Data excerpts
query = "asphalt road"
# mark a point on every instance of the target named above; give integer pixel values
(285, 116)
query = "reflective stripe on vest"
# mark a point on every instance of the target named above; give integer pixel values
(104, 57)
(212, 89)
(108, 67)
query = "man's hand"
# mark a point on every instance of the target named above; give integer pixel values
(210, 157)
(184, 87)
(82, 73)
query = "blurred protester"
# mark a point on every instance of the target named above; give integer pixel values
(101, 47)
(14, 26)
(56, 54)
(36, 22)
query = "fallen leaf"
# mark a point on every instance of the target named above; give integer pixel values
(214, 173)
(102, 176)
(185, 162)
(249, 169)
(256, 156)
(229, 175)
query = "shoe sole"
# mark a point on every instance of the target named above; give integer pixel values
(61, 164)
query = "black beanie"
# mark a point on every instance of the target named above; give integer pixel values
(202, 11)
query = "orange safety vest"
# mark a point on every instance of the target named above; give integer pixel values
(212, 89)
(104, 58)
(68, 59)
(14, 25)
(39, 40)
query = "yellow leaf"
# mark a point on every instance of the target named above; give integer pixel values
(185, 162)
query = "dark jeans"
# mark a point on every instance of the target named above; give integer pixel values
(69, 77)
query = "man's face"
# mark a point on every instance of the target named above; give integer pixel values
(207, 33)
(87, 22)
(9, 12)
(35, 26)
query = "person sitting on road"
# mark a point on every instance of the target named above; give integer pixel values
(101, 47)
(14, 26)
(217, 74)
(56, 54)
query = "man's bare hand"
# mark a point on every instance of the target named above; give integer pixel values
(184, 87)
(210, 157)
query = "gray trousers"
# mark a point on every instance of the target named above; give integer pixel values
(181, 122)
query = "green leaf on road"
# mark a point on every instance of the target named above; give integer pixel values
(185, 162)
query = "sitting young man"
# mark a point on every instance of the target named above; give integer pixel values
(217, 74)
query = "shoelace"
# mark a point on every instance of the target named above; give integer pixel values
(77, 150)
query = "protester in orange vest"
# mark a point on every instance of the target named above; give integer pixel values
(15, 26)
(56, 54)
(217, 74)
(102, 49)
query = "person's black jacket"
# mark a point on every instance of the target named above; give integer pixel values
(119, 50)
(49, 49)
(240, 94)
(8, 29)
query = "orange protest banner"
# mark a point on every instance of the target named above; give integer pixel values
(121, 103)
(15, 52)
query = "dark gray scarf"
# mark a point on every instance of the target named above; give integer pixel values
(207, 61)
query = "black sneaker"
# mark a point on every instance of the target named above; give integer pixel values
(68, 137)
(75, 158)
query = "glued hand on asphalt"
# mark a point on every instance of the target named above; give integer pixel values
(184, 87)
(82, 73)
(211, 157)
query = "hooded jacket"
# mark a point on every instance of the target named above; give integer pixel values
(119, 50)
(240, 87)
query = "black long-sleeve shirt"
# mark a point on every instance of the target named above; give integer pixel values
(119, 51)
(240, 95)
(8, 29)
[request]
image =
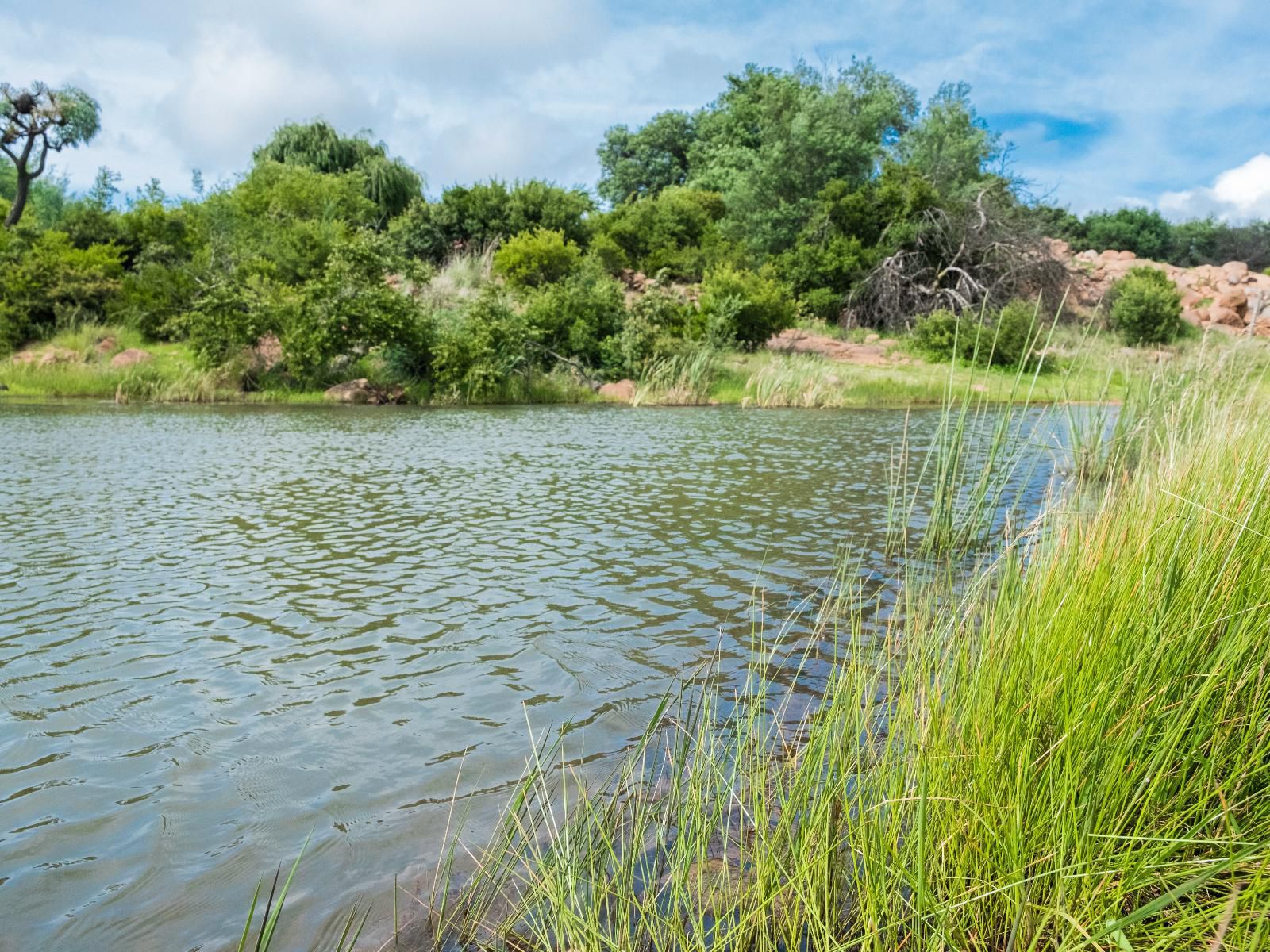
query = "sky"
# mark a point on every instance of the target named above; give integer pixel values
(1162, 105)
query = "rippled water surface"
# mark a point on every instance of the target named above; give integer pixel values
(224, 628)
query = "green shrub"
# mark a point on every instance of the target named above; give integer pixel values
(675, 230)
(349, 310)
(1001, 340)
(937, 336)
(822, 304)
(228, 317)
(152, 298)
(1146, 308)
(46, 282)
(575, 315)
(537, 258)
(478, 348)
(607, 253)
(1013, 336)
(654, 328)
(755, 305)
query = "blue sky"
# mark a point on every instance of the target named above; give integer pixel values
(1165, 105)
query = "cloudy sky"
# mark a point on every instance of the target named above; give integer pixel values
(1162, 103)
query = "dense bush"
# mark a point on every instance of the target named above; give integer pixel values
(1146, 308)
(46, 282)
(391, 184)
(654, 328)
(822, 304)
(575, 317)
(1003, 340)
(537, 258)
(479, 347)
(348, 310)
(476, 216)
(745, 306)
(675, 232)
(939, 336)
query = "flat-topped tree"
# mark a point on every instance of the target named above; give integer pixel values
(38, 121)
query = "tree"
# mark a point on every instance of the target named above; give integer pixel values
(38, 121)
(950, 145)
(776, 137)
(643, 163)
(1143, 232)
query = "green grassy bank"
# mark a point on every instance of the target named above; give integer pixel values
(1079, 367)
(1070, 750)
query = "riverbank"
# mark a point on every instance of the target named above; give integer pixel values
(1071, 753)
(114, 363)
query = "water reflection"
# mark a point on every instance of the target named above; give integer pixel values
(226, 628)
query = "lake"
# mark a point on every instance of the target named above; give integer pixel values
(225, 628)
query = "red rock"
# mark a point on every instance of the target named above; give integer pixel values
(1235, 298)
(56, 355)
(622, 391)
(1225, 317)
(1235, 272)
(131, 357)
(362, 391)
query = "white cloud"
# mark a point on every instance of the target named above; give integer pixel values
(233, 90)
(478, 86)
(1238, 194)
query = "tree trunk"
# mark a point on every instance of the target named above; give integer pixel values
(19, 198)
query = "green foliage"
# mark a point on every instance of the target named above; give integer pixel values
(38, 121)
(154, 298)
(1143, 232)
(939, 336)
(673, 230)
(389, 183)
(775, 139)
(48, 197)
(745, 306)
(575, 317)
(822, 304)
(949, 145)
(479, 347)
(1003, 340)
(283, 221)
(654, 328)
(46, 282)
(1146, 308)
(645, 162)
(852, 228)
(475, 216)
(537, 258)
(1015, 332)
(348, 310)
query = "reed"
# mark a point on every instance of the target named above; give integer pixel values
(1066, 749)
(679, 380)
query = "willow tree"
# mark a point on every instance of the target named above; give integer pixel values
(391, 183)
(38, 121)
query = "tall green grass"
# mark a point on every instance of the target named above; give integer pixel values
(679, 380)
(1067, 749)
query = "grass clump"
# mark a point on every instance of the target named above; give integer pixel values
(1071, 754)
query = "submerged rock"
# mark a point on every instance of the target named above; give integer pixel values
(622, 391)
(362, 391)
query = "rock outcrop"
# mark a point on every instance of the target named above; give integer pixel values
(872, 355)
(622, 391)
(1229, 298)
(362, 391)
(130, 359)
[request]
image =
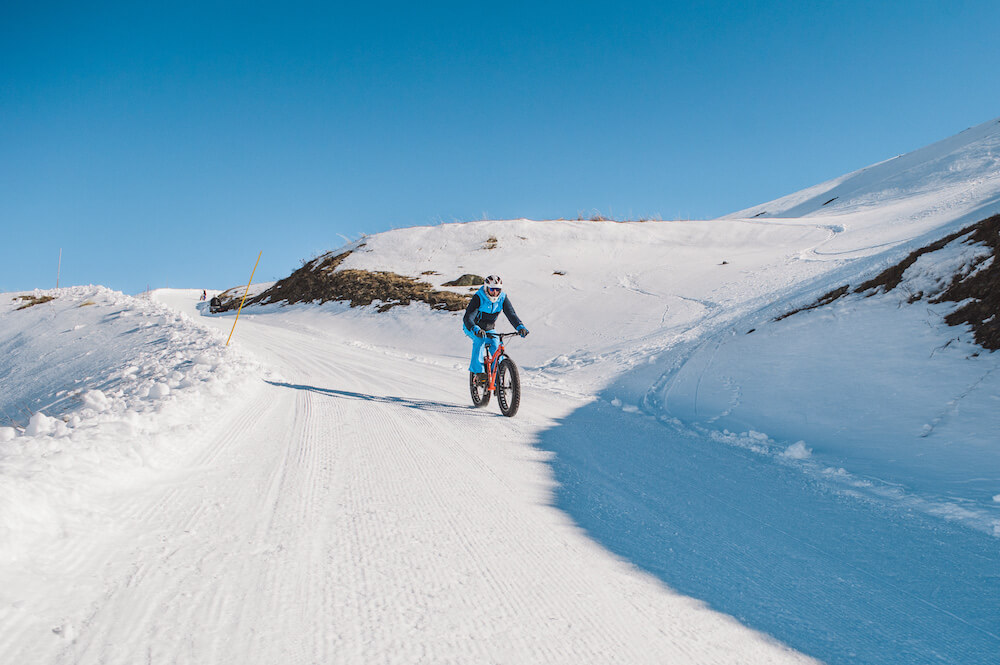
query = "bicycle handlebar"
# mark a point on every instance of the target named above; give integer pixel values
(490, 333)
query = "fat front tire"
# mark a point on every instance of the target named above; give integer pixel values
(508, 387)
(478, 388)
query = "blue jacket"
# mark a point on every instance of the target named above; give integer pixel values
(483, 312)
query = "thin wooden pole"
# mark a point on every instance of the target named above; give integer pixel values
(244, 298)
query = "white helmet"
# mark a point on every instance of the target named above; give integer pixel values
(493, 287)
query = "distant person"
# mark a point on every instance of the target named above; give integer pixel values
(481, 316)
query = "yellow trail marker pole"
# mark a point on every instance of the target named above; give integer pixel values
(244, 299)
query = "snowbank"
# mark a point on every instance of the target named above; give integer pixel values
(101, 391)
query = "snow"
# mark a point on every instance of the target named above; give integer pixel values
(687, 481)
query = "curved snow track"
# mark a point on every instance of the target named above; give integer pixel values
(358, 510)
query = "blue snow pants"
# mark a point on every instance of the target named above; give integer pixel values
(476, 364)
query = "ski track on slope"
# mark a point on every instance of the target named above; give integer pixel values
(358, 511)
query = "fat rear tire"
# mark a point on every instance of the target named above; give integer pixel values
(508, 387)
(479, 391)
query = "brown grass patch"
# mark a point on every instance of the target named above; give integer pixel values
(466, 280)
(321, 281)
(977, 286)
(31, 301)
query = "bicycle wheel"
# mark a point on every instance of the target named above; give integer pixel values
(508, 387)
(479, 389)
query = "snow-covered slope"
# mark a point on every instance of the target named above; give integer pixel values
(952, 182)
(673, 489)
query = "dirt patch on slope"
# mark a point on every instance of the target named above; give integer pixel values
(976, 285)
(31, 301)
(321, 281)
(981, 288)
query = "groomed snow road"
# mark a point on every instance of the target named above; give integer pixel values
(357, 509)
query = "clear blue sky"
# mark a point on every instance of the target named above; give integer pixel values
(169, 142)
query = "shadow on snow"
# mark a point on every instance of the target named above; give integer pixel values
(421, 404)
(841, 578)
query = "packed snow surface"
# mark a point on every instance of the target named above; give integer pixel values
(688, 480)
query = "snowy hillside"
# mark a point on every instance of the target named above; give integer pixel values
(693, 477)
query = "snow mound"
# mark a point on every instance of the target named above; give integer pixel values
(98, 389)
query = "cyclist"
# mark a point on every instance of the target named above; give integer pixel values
(480, 317)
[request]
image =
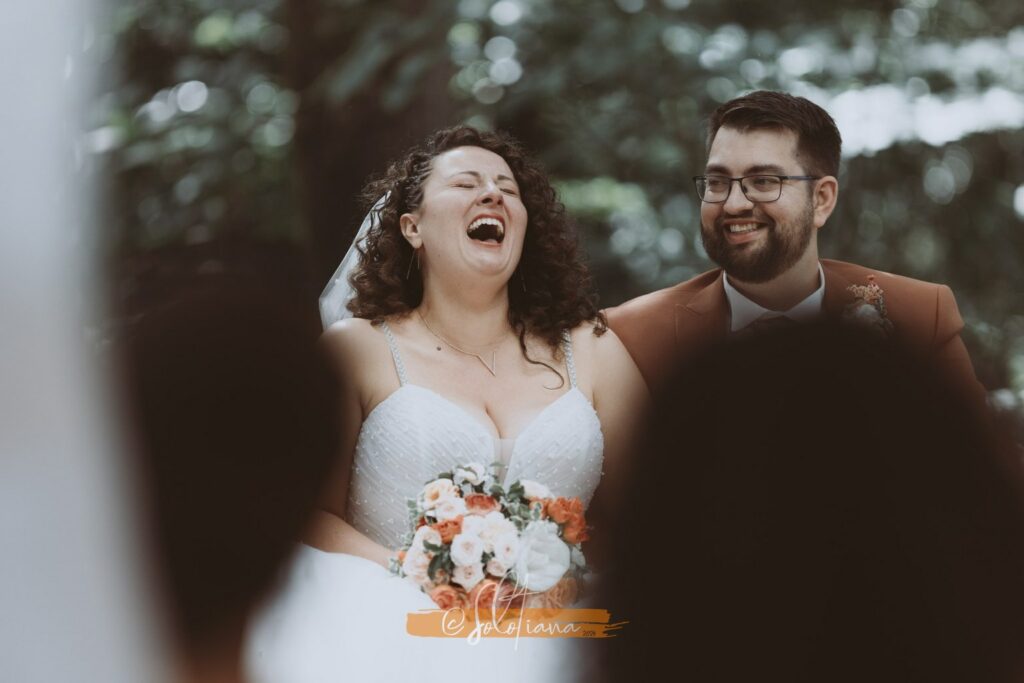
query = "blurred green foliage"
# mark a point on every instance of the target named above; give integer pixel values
(261, 120)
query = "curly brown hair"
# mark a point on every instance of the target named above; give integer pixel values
(556, 291)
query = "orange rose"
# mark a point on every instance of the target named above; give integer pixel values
(446, 597)
(559, 596)
(480, 504)
(576, 530)
(560, 510)
(491, 594)
(449, 528)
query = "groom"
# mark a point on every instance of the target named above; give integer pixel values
(770, 183)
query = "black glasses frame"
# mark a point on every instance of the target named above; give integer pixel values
(697, 179)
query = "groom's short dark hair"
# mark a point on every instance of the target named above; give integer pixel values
(818, 140)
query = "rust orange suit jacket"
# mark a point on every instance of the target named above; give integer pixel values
(671, 326)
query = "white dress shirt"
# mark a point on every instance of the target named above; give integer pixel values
(743, 311)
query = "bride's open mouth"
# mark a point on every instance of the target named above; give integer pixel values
(488, 229)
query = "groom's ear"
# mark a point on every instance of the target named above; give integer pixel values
(825, 196)
(411, 229)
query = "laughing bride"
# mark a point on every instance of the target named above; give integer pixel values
(470, 335)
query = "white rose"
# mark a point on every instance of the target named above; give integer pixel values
(473, 474)
(473, 525)
(468, 575)
(422, 536)
(416, 564)
(495, 524)
(506, 548)
(437, 491)
(450, 508)
(544, 558)
(496, 568)
(466, 550)
(535, 489)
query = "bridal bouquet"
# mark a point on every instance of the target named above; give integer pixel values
(475, 544)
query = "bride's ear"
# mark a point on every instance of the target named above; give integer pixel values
(410, 229)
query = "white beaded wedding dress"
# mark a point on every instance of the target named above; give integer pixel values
(339, 617)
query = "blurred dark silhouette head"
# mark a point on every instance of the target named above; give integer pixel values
(813, 506)
(236, 415)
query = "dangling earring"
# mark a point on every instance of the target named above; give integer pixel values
(414, 257)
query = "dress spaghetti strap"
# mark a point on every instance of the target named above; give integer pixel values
(569, 363)
(398, 365)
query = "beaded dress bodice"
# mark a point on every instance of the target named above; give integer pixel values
(416, 433)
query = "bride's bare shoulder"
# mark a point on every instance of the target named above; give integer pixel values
(354, 341)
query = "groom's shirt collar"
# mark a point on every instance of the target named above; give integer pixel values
(743, 311)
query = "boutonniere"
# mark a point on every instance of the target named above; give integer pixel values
(867, 310)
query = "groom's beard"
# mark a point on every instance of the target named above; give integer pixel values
(780, 248)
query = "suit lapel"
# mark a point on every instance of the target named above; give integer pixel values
(702, 321)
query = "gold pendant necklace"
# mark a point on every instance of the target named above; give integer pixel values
(491, 368)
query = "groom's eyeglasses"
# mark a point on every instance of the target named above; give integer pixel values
(761, 188)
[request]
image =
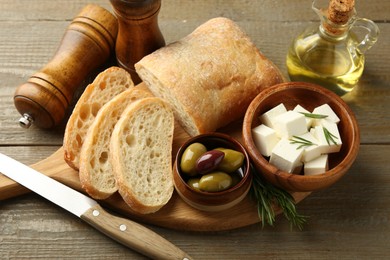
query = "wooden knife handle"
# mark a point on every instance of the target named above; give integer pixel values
(133, 235)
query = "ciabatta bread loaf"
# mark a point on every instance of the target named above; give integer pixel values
(141, 154)
(96, 174)
(210, 76)
(106, 85)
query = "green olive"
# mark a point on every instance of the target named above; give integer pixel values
(215, 181)
(193, 183)
(189, 157)
(232, 161)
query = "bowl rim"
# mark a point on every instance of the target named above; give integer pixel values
(258, 158)
(226, 138)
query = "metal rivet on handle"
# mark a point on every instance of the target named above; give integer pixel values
(122, 227)
(95, 213)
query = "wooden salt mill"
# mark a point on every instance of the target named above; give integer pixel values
(138, 33)
(86, 45)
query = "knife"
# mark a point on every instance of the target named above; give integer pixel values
(125, 231)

● TASK BRIEF: Among the entries above, identify all lines with "protester" and copy them.

● FINAL ANSWER:
query = "blurred protester"
query = "protester in orange vest"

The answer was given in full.